Fig. 5 Filling fractions of different ice-dust mixtures with varying amounts of ice. The value for pure ice is shown at 0 vol% on the left and for pure dust at 100 vol% on the right. The error of the ice-dust mixing ratio stems from the uncertainty of the ice mass determination. Spherical water ice particles mixed with spherical fly ash particles are shown as blue circles and mixtures containing angular silica particles as red squares. The number of investigated proportions is different for the two types of mixtures.

Fig. 6 Filling fractions of angular silica particles mixed with varying amounts of spherical ice particles (red squares) and spherical flyash particles (gray diamonds). The values for pure spherical particles are shown at 0 vol% on the left and for pure angular silica particles at 100 vol% on the right. The number of investigated proportions is different for the two types of mixtures.

3.2 Tensile strength

For each cylindrical sample used in the Brazilian disk test, we recorded the load exerted by the slowly sinking piston onto the disk. The measured weight rose as the piston contacted the sample and dropped abruptly at the moment the samples cracked (Fig. 4). Equation (1) was used to calculate the tensile strength from the measured maximum force at the moment of breakup (Figs. 3 and 4). For each mixing ratio of ice and dust approximately nine individual measurements were analyzed and averaged. First, the tensile strength of pure ice samples was determined to be σ = 1800 Pa (Fig. 7). The addition of only 10 vol% angular silica to the ice resulted in an increase of the tensile strength to σ = 5400 Pa. With a further increase of the angular silica content the tensile strength increased slowly to σ = 7300 Pa, which is the value of pure angular silica.

Directions for this task:
Return the passage of the ice-dust mixture excerpt between "3.2 Tensile strength" and "pure angular silica.", inclusive, copied word for word.

Data excerpt:

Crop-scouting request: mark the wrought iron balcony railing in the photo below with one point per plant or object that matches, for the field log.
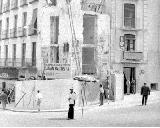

Finished exercise:
3.2 Tensile strength

For each cylindrical sample used in the Brazilian disk test, we recorded the load exerted by the slowly sinking piston onto the disk. The measured weight rose as the piston contacted the sample and dropped abruptly at the moment the samples cracked (Fig. 4). Equation (1) was used to calculate the tensile strength from the measured maximum force at the moment of breakup (Figs. 3 and 4). For each mixing ratio of ice and dust approximately nine individual measurements were analyzed and averaged. First, the tensile strength of pure ice samples was determined to be σ = 1800 Pa (Fig. 7). The addition of only 10 vol% angular silica to the ice resulted in an increase of the tensile strength to σ = 5400 Pa. With a further increase of the angular silica content the tensile strength increased slowly to σ = 7300 Pa, which is the value of pure angular silica.